WRITTEN TASK
Below is a set of records; print all of them exactly as written.

DATA SUPPLIED
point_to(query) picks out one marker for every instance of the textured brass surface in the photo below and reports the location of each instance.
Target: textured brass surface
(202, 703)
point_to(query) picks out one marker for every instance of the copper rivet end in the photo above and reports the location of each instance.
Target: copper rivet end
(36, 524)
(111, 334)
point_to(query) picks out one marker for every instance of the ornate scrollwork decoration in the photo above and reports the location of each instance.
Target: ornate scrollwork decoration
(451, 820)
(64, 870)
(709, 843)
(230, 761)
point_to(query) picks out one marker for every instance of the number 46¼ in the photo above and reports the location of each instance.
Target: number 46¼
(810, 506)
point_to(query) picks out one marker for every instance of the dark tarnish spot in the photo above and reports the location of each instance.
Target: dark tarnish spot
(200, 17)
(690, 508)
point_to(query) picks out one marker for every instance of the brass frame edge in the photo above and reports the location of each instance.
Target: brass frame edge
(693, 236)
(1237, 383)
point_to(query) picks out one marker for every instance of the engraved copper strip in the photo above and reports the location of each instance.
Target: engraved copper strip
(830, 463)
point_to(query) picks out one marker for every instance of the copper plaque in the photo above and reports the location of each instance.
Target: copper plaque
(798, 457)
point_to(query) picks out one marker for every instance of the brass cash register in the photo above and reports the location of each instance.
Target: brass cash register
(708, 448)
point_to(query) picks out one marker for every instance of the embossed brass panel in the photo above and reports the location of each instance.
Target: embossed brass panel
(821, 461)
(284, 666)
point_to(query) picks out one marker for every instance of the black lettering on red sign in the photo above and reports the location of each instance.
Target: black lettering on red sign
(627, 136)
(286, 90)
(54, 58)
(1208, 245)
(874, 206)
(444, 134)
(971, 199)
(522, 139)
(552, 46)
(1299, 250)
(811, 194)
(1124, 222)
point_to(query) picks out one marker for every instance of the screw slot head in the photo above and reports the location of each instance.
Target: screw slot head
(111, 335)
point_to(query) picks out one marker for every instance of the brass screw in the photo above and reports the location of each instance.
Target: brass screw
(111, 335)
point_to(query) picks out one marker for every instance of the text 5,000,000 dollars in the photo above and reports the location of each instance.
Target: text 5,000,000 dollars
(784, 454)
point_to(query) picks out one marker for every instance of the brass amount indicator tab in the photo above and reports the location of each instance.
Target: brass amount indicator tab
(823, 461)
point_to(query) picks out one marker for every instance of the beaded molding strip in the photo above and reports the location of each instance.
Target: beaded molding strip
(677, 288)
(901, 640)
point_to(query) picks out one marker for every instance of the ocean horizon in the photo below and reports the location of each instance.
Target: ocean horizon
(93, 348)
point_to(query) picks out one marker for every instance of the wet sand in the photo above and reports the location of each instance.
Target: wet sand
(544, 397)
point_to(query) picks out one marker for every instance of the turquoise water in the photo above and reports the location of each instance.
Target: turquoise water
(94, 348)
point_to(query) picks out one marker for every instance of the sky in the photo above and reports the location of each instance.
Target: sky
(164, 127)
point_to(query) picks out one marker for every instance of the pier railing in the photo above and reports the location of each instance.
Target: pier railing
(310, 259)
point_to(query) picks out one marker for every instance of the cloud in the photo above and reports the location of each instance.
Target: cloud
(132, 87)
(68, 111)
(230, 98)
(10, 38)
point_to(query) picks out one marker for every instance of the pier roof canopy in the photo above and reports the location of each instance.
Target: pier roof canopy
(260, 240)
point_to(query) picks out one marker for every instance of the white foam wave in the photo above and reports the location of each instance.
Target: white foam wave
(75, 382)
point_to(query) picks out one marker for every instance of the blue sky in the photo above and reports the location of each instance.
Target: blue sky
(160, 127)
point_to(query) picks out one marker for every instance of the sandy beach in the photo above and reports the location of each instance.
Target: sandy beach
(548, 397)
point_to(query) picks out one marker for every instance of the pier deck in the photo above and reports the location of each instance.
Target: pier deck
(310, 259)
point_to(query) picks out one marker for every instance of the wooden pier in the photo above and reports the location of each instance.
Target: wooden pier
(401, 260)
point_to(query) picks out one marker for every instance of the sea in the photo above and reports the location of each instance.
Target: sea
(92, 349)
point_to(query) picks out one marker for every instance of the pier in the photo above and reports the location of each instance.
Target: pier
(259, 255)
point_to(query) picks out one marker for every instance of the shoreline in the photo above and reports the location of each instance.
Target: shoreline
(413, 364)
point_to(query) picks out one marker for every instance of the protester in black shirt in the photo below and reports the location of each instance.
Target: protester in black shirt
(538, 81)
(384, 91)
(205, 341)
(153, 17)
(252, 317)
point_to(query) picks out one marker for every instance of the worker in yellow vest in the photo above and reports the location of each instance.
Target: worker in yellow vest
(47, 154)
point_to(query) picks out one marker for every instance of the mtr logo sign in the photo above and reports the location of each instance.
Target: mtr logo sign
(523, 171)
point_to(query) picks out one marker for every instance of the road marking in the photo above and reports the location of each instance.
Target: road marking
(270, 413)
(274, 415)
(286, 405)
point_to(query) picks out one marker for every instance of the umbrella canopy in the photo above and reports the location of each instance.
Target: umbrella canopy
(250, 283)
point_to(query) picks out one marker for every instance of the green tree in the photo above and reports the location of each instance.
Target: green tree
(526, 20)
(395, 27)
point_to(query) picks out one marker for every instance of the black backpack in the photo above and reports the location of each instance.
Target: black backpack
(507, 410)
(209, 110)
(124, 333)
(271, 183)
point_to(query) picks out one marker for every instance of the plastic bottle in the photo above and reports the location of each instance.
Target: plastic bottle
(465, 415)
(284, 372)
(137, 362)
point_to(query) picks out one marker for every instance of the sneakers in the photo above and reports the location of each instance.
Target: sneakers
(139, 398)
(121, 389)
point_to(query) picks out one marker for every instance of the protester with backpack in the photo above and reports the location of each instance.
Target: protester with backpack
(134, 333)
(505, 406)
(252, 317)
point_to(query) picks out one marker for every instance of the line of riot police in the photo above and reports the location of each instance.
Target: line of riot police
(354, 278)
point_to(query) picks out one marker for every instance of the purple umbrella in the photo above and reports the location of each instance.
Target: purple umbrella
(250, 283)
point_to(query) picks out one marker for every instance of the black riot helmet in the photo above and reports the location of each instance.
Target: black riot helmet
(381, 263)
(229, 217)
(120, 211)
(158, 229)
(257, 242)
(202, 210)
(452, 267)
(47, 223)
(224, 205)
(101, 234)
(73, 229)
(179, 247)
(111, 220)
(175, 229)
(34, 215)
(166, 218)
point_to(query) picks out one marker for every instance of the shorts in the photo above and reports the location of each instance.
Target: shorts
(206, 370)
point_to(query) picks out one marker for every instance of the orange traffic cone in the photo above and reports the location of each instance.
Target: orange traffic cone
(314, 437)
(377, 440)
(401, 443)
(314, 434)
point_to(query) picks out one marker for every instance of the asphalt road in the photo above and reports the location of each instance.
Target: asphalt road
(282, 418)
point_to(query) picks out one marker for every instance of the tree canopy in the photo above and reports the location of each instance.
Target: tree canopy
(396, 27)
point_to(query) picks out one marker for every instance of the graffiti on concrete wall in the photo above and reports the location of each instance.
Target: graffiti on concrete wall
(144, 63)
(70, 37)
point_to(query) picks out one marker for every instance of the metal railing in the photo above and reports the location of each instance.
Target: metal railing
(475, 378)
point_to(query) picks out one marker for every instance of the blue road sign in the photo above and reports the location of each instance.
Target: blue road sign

ANSWER
point_to(query) picks out one marker for every instance of the textured brass surface in the photo below and reports the location of each instance.
Target: textured brass surface
(202, 703)
point_to(query) picks out one marker for every instance of the copper rivet end in the photo above and reports the location of each instance.
Target: copper rivet end
(36, 524)
(111, 334)
point_to(query) picks out one marker for every instance of the ornate scrollwork decoration in the photo above and reports the location of each instance.
Target: ornate scrollwork decoration
(451, 820)
(64, 870)
(709, 843)
(230, 761)
point_to(query) picks out one marker for every instance of the number 46¼ in the photo above and reports the location of each instance.
Target: number 46¼
(810, 506)
point_to(query) picks out one marker for every instance of the dark tarnish spot in the photo above and reports the location of each instance.
Target: dark tarnish spot
(200, 17)
(690, 508)
point_to(query) picks out one marker for every instance of the brass frame edge in the photo above and reports the location of each instance.
Target: brass frame edge
(693, 236)
(1237, 383)
point_to(query) picks out one marker for every instance of the engraved copper strip in the photo above and reports the location of each instance.
Target: engraved copper strip
(830, 463)
point_to(query) picks out one marker for every instance of the copper plaque in the photo above and reports the location of each instance.
Target: copper plaque
(798, 457)
point_to(query) picks out one marker for every instance of the brass cash register in the photo above and reports the location of each instance.
Target: brass cash register
(708, 448)
point_to(query) picks out one marker for every instance of the embossed brass panel in the photo above and reports the location of each instance.
Target: embossed brass panel
(821, 461)
(284, 666)
point_to(query) picks out one marker for every instance of the black lettering on red sign in the photo above and reports the location of each instance.
Target: black lettering on red sign
(627, 136)
(286, 90)
(54, 58)
(1208, 245)
(874, 206)
(444, 134)
(971, 199)
(522, 139)
(552, 46)
(1299, 250)
(811, 194)
(1124, 222)
point_to(query) picks out one marker for every instance of the screw slot head in the photo above and reports the location of each instance.
Target: screw slot head
(111, 335)
point_to(query) picks out one marker for every instance of the brass screw in the photo above and reports the location of each instance.
Target: brass screw
(111, 335)
point_to(query) picks out one marker for every instance of the text 5,000,000 dollars in the photo above and reports the location of each instance.
Target: text 5,000,000 dollars
(784, 454)
point_to(query) picks out one marker for every instance of the brass amount indicator tab in the photo above and reports the location of each instance.
Target: brass amount indicator tab
(823, 461)
point_to(query) picks out one marker for every instance of the beaded molding strip in the photo above and reports the location of each instance.
Target: beaded molding strip
(677, 288)
(901, 640)
point_to(query) picks out one marker for every instance of the ocean horizon in the photo below and reports the location of each instance.
Target: ocean horizon
(93, 348)
point_to(query) picks out one marker for every instance of the wet sand in the photo above and reports the location of each instance.
Target: wet sand
(544, 397)
point_to(query) picks out one marker for every instance of the turquoise water in the photo above and reports the location of each instance.
Target: turquoise water
(94, 348)
point_to(query) picks out one marker for every instance of the sky in the photo above and reports the location of each instance.
Target: sky
(164, 127)
point_to(query) picks out one marker for every instance of the pier railing in the photo above and reports the location of each instance.
Target: pier railing
(310, 259)
point_to(query) picks out one marker for every instance of the cloud in the photo above and reports the location of each instance.
Target: cloud
(132, 87)
(68, 111)
(230, 98)
(10, 38)
point_to(query) picks out one marker for every instance of the pier roof canopy in the photo above and reports the location of each instance.
Target: pier roof canopy
(260, 240)
point_to(query) picks out one marker for every instance of the white foam wave in the photo above and reports the location of each instance.
Target: white foam wave
(75, 382)
point_to(query) picks out one marker for every instance of the blue sky in the photo above and reports the location of each instance.
Target: blue sky
(160, 127)
point_to(query) picks out one marker for every instance of the sandy beach in the photo above and reports the location of each instance.
Target: sandy beach
(548, 397)
point_to(query) picks out one marker for every instance of the pier deck in the photo above and reports the location of each instance.
Target: pier deck
(310, 259)
point_to(query) picks out one marker for every instance of the wooden pier in the photo above and reports the location of each instance.
Target: wooden pier
(401, 260)
point_to(query) picks out one marker for every instance of the sea in the photo above and reports the location of each instance.
Target: sea
(92, 349)
point_to(query) picks out one marker for every instance of the pier in the photo above and reports the location of each instance.
Target: pier
(259, 255)
point_to(query) picks out one marker for every instance of the shoreline in the photo above and reports the location of each instance.
Target: shoreline
(413, 364)
point_to(query) picks out one marker for every instance of the protester in black shirt in the photo below and reports the location of each instance.
Target: protester in black shirt
(538, 81)
(384, 91)
(205, 341)
(153, 17)
(252, 317)
point_to(query) picks out one marker for every instance of the worker in yellow vest in the photo above and reports the location of each instance.
Target: worker in yellow vest
(47, 154)
point_to(query) picks out one marker for every instance of the mtr logo sign in the photo above and reports the location of each instance.
Target: mtr logo sign
(523, 171)
point_to(query) picks out one marker for every instance of the road marking in the photo above and reports the location of each instance.
Target: road marking
(270, 413)
(274, 415)
(286, 405)
point_to(query) picks out one marker for every instance of the umbrella canopy in the photo above and reports the location of each instance.
Target: umbrella canopy
(250, 283)
point_to(query) picks out one marker for every instance of the green tree in the photo above and reports the location of each instance.
Target: green tree
(526, 20)
(395, 27)
point_to(query) picks out one marker for every instance of the black backpack in the photo above and reports the location of each instance.
Target: black backpack
(507, 410)
(209, 110)
(124, 333)
(271, 183)
point_to(query) picks out one marker for every instance of the plastic bottle in the photo above and reports the location of each instance.
Target: plastic bottle
(465, 415)
(284, 372)
(137, 362)
point_to(query) picks out one marker for every instance of the sneakers in the photo above and reports the location of each instance.
Target: sneakers
(139, 398)
(121, 389)
point_to(query) picks out one marker for every instance of the protester with backpack in the photo above and reports the location of each instance.
Target: protester with backpack
(134, 333)
(505, 406)
(252, 317)
point_to(query) picks out one marker for every instance of the line of riot police in the photo above and reports the location of each instance.
Target: line of riot police
(354, 278)
point_to(query) picks out one marker for every instance of the purple umbrella in the photo above and reports the location of each instance.
Target: purple umbrella
(250, 283)
point_to(query) picks out one marker for every instance of the black riot helmet in the photo above and reports the location of each instance.
Target: black riot helmet
(381, 263)
(229, 217)
(120, 211)
(158, 229)
(257, 242)
(202, 210)
(452, 267)
(47, 223)
(224, 205)
(101, 234)
(73, 229)
(179, 247)
(111, 220)
(175, 229)
(34, 215)
(166, 218)
point_to(query) picks out one marker for every instance of the shorts in the photo above and reports the location of each instance.
Target: shorts
(206, 370)
point_to(query) picks out one marker for every instance of the orange traffic cone in the photo above and reports the location of each instance.
Target: orange traffic cone
(314, 437)
(377, 440)
(401, 443)
(314, 434)
point_to(query) picks out one marker for every instance of the asphalt road in the photo above and reports the location of each instance.
Target: asphalt road
(282, 418)
point_to(query) picks out one marker for every instance of the tree canopy in the photo above and reports the location of each instance.
Target: tree canopy
(396, 27)
point_to(query) picks out one marker for every instance of the graffiti on concrete wall in the photo above and reports the location of each instance.
Target: graffiti on concrete wall
(144, 63)
(70, 37)
point_to(query) picks out one marker for every instance of the metal railing in the photo above and reports the location of each instance.
Target: metal railing
(475, 378)
point_to(query) picks out one marker for every instance of the blue road sign in the photo above and reports the location of each instance.
Target: blue road sign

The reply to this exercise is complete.